The records should be written out in full, with nothing altered.
Material provided below:
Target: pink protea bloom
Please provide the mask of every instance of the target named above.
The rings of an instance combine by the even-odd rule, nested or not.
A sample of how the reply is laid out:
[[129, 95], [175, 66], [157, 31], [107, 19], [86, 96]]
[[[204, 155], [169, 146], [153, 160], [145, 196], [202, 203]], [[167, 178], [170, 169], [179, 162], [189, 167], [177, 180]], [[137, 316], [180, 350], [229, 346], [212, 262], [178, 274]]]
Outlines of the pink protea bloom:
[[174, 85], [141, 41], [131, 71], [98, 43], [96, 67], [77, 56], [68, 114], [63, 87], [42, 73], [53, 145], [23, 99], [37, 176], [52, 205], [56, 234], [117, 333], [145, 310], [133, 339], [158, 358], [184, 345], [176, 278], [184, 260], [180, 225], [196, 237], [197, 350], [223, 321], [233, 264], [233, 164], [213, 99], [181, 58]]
End of Material provided.
Exercise answer:
Target: pink protea bloom
Please provide the mask of every instance of the target named above.
The rings of an instance combine by the even-odd rule, nested or not.
A sample of how the reply is laid out:
[[129, 95], [175, 66], [157, 31], [107, 19], [86, 96]]
[[[204, 155], [169, 146], [153, 160], [145, 196], [202, 203]], [[167, 178], [170, 169], [179, 162], [189, 167], [177, 180]], [[137, 316], [180, 350], [229, 346], [212, 262], [178, 274]]]
Outlines of the pink protea bloom:
[[174, 85], [141, 41], [131, 71], [98, 43], [96, 67], [77, 56], [68, 114], [63, 87], [42, 73], [53, 145], [23, 99], [37, 176], [52, 205], [56, 234], [117, 333], [145, 310], [133, 339], [158, 358], [184, 345], [176, 278], [184, 260], [180, 225], [196, 237], [197, 350], [223, 321], [233, 264], [233, 164], [213, 99], [181, 58]]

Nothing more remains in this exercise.